* [Brief] Write the records out again exactly as they read, dropping any picture they hold.

* [Material to process]
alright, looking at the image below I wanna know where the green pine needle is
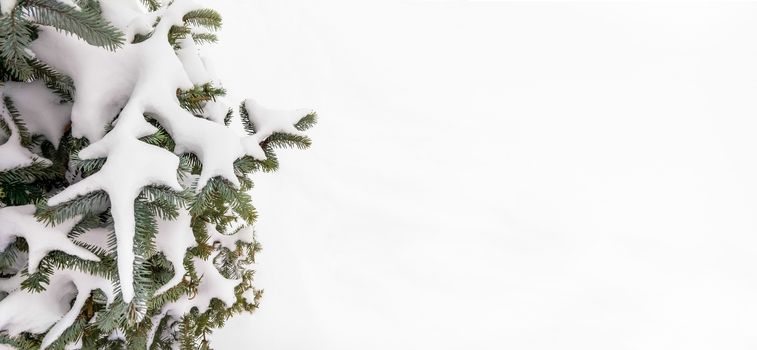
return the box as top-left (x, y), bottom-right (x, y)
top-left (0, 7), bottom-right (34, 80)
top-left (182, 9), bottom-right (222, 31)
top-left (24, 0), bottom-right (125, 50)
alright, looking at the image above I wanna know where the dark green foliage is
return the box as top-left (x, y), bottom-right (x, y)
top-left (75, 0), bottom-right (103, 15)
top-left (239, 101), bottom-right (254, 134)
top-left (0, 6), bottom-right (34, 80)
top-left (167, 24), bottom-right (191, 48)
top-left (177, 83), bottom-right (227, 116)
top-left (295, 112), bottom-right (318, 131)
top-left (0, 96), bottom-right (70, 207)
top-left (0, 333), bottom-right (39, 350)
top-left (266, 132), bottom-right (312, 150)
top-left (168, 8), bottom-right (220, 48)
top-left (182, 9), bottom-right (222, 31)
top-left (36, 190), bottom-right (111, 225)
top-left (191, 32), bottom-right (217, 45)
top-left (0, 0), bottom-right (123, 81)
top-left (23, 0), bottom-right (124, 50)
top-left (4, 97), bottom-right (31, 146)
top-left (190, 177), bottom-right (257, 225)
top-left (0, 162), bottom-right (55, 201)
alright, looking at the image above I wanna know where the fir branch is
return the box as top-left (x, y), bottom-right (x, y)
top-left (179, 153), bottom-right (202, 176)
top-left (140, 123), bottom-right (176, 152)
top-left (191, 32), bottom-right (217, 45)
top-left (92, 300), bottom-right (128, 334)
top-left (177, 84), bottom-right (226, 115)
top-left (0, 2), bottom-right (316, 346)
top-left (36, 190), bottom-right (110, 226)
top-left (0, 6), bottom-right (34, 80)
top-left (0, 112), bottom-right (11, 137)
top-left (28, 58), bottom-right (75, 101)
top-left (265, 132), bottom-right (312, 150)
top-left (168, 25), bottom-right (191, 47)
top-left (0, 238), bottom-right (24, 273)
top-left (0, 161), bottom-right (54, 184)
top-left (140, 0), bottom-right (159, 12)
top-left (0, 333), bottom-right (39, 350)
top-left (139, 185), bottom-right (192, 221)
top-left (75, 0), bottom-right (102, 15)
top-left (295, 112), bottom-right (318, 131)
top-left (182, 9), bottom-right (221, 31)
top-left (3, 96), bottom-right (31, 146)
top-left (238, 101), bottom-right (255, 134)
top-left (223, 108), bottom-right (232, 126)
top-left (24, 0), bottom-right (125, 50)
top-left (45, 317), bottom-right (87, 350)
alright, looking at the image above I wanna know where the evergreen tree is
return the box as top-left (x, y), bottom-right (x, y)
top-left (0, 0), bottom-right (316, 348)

* [Finished exercise]
alright, looking at the image below I wanna know where the green pine needle is
return the box as top-left (x, y), bottom-right (x, y)
top-left (0, 7), bottom-right (34, 80)
top-left (182, 9), bottom-right (222, 31)
top-left (24, 0), bottom-right (125, 50)
alright, looking at the image above I wanna know where the dark green foliage is
return the box as top-left (x, y), bottom-right (x, y)
top-left (75, 0), bottom-right (103, 15)
top-left (239, 101), bottom-right (254, 134)
top-left (0, 6), bottom-right (34, 80)
top-left (167, 24), bottom-right (191, 48)
top-left (177, 83), bottom-right (227, 116)
top-left (295, 112), bottom-right (318, 131)
top-left (0, 96), bottom-right (70, 207)
top-left (0, 333), bottom-right (39, 350)
top-left (266, 132), bottom-right (312, 150)
top-left (168, 8), bottom-right (220, 48)
top-left (182, 9), bottom-right (222, 31)
top-left (36, 190), bottom-right (111, 225)
top-left (191, 32), bottom-right (217, 45)
top-left (0, 0), bottom-right (123, 81)
top-left (23, 0), bottom-right (124, 50)
top-left (4, 97), bottom-right (31, 146)
top-left (190, 177), bottom-right (257, 225)
top-left (0, 162), bottom-right (55, 201)
alright, looking at the image above I wanna know where the fir branch is
return the box as top-left (x, y), bottom-right (x, y)
top-left (179, 153), bottom-right (202, 176)
top-left (140, 123), bottom-right (176, 152)
top-left (191, 32), bottom-right (217, 45)
top-left (92, 300), bottom-right (128, 334)
top-left (177, 84), bottom-right (226, 115)
top-left (0, 2), bottom-right (316, 346)
top-left (36, 190), bottom-right (110, 226)
top-left (0, 6), bottom-right (34, 80)
top-left (0, 112), bottom-right (11, 137)
top-left (28, 58), bottom-right (75, 101)
top-left (265, 132), bottom-right (312, 150)
top-left (168, 25), bottom-right (191, 47)
top-left (0, 238), bottom-right (24, 273)
top-left (0, 161), bottom-right (54, 184)
top-left (140, 0), bottom-right (159, 12)
top-left (0, 333), bottom-right (39, 350)
top-left (139, 185), bottom-right (192, 221)
top-left (75, 0), bottom-right (102, 15)
top-left (295, 112), bottom-right (318, 131)
top-left (182, 9), bottom-right (221, 31)
top-left (3, 96), bottom-right (31, 146)
top-left (238, 101), bottom-right (255, 134)
top-left (223, 108), bottom-right (232, 126)
top-left (24, 0), bottom-right (125, 50)
top-left (45, 317), bottom-right (87, 350)
alright, looking at the image above I wanna know where the evergreen tree is
return the box as top-left (x, y), bottom-right (x, y)
top-left (0, 0), bottom-right (316, 348)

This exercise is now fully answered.